> **Seitenauszug**:
▼

Vor einer Woche berichtete ÖSTERREICH über den "Magister-Vater" des ehemaligen Finanzministers, jetzt prüft die Klagenfurter Universität die Diplomarbeit Karl-Heinz Grassers nach möglichen Plagiatsstellen.

Konkret geht es um den Verdacht, Grasser habe Text-Passagen seiner Arbeit "Die Klein-AG der Schweiz" ganz bzw. teilweise von anderen Autoren abgeschrieben, ohne sie zu zitieren (es gilt die Unschuldsvermutung).

Experte: Grasser hat wohl absichtlich abgeschrieben
"Grassers Passagen sind eindeutig intentionale Plagiate", urteilt der Salzburger Plagiatsjäger Stefan Weber. Bereits vor fünf Jahren hatte Weber Grassers Arbeit aus dem Jahr 1991 unter die Lupe genommen. Und fand just acht verschiedene, plagiatverdächtige Textstellen. Dabei hatte Weber nur zwei Originalquellen untersucht. Für einen Plagiatsvorwurf hätten seine Funde damals nicht gereicht. Denn: "Die Öffentlichkeit war damals noch nicht sensibilisiert für das Thema. Man hätte das nicht ernst genommen", so Kofler gegenüber ÖSTERREICH.

Doktor-Vater: "Er war ein hervorragender Student"
Grassers damaliger Betreuer und Gutachter der Arbeit, Herbert Kofler, zeigt sich über die Plagiatsvorwürfe überrascht und lobt Grasser als "hervorragender Student". Auffällig: Nach Grassers absolviertem Studium erlebte der Uni-Professor einen kometenhaften Aufstieg.

▲

> **Arbeitsauftrag 1**: Wie viele plagiatsverdächtige Textstellen fand Stefan Weber laut dem Seitenauszug in Grassers Arbeit?
> **Arbeitsauftrag 2**: Gib den Seitenauszug von „Vor einer Woche“ bis „gilt die Unschuldsvermutung).“ wortgetreu wieder.

> **Datensatzauszüge**:
▼

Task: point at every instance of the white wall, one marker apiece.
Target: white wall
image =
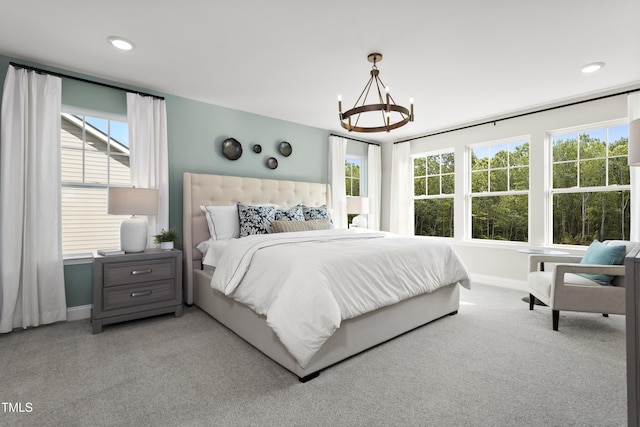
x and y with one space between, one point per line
499 263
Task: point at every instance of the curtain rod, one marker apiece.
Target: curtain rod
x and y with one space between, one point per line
80 79
520 115
353 139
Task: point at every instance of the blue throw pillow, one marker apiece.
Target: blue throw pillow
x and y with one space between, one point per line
599 253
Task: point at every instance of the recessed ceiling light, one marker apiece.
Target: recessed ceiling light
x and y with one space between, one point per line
593 67
120 43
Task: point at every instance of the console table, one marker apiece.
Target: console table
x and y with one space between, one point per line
632 308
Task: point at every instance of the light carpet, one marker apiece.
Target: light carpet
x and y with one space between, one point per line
495 363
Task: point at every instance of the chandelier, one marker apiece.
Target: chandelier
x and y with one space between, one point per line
386 107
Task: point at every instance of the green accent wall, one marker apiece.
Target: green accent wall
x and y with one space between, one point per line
195 134
77 282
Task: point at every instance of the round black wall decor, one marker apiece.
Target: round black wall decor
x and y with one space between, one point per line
231 149
272 163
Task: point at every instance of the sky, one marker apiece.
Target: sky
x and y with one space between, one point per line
119 130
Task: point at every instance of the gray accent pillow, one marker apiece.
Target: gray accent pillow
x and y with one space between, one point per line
317 212
291 214
289 226
255 219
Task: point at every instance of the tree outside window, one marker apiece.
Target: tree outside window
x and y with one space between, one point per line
591 185
353 183
94 155
433 193
500 191
352 168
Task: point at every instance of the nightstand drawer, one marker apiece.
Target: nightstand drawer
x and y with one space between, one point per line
135 272
127 296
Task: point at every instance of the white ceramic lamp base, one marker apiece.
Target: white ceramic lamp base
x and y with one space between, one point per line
133 235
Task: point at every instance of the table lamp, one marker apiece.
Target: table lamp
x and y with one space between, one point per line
359 206
133 201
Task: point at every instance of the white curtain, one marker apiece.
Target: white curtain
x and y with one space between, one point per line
32 288
337 157
401 209
374 162
633 104
147 119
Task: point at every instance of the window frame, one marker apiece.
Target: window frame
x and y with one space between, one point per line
452 196
360 160
85 112
470 194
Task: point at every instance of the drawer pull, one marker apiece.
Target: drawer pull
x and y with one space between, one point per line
140 294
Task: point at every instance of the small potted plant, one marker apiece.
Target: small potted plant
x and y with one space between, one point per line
166 239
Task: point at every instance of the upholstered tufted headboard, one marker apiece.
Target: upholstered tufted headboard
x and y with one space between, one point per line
203 189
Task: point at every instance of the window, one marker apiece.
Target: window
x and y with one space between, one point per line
352 169
94 155
433 192
500 191
590 185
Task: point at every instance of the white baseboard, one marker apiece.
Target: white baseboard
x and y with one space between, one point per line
79 312
519 285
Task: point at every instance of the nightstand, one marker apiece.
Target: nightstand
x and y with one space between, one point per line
132 286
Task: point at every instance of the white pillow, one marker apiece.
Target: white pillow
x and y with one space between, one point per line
222 221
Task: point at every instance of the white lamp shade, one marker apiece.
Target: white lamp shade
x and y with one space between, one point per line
133 201
634 143
358 205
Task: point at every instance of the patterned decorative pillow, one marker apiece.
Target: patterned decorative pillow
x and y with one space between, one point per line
312 224
292 214
318 212
255 219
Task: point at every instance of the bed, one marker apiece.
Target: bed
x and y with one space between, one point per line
353 336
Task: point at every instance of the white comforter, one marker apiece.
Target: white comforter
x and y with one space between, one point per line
306 283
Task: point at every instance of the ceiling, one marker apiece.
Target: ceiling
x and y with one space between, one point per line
461 60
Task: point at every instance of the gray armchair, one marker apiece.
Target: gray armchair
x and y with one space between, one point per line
554 281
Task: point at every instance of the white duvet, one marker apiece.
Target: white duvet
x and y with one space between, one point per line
306 283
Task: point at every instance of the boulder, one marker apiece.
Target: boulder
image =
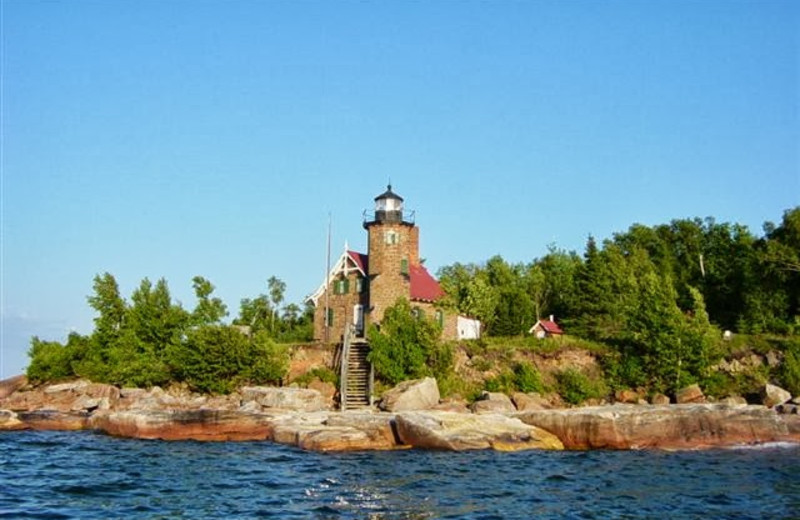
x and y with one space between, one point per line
327 390
349 431
734 400
25 400
659 400
54 420
774 395
457 432
9 421
419 394
11 385
200 425
452 404
690 394
493 402
668 427
529 401
285 398
627 396
72 386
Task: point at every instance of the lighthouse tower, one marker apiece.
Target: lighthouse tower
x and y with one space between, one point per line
393 249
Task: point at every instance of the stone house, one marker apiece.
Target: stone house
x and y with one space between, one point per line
361 286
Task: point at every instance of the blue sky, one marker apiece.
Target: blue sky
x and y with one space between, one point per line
174 138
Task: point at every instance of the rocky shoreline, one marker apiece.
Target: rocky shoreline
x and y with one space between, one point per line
304 418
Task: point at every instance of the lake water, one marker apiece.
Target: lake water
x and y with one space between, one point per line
89 475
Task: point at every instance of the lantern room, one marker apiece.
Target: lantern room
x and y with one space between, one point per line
389 206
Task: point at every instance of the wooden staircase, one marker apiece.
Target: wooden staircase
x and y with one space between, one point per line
356 374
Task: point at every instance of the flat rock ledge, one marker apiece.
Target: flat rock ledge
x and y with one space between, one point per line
299 417
671 427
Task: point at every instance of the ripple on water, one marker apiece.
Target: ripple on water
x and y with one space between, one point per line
86 475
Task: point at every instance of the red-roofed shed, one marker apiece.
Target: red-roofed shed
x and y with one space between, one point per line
423 286
546 329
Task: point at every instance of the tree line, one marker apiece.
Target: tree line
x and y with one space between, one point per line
657 296
151 340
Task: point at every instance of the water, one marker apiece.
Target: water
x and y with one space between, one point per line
89 475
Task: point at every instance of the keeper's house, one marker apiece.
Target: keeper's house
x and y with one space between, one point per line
360 287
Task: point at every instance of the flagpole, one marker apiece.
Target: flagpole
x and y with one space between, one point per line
327 284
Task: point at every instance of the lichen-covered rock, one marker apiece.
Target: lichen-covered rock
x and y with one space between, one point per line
54 419
669 427
452 431
419 394
690 394
627 396
11 385
659 400
734 400
774 395
285 398
201 425
350 431
9 421
493 402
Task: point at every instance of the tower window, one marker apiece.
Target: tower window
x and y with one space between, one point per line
341 286
329 318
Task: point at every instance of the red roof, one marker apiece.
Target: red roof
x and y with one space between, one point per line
551 327
423 286
360 259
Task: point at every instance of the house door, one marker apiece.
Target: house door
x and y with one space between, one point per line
358 318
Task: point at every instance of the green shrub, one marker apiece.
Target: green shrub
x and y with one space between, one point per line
527 378
406 347
50 361
219 359
576 387
502 382
324 374
790 368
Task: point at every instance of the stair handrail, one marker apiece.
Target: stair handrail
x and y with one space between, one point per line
344 368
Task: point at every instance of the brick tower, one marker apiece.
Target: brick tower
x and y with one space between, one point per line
393 249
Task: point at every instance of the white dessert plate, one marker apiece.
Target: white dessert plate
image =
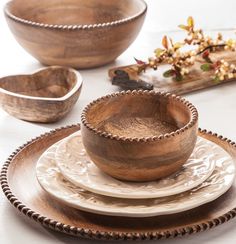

▲

> **Antwortbereich 1**: Acht verschiedene plagiatsverdächtige Textstellen.

> **Antwortbereich 2**:
Vor einer Woche berichtete ÖSTERREICH über den "Magister-Vater" des ehemaligen Finanzministers, jetzt prüft die Klagenfurter Universität die Diplomarbeit Karl-Heinz Grassers nach möglichen Plagiatsstellen.

Konkret geht es um den Verdacht, Grasser habe Text-Passagen seiner Arbeit "Die Klein-AG der Schweiz" ganz bzw. teilweise von anderen Autoren abgeschrieben, ohne sie zu zitieren (es gilt die Unschuldsvermutung).